Pointing dataset records
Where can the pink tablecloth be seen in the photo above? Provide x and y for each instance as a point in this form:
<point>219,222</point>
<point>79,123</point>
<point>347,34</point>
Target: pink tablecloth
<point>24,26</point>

# [The problem]
Copy the data above word for word.

# [Response below]
Where can the pink tablecloth be seen in the photo above? Provide x and y for each instance as a point in this form:
<point>219,222</point>
<point>79,123</point>
<point>347,34</point>
Target: pink tablecloth
<point>24,26</point>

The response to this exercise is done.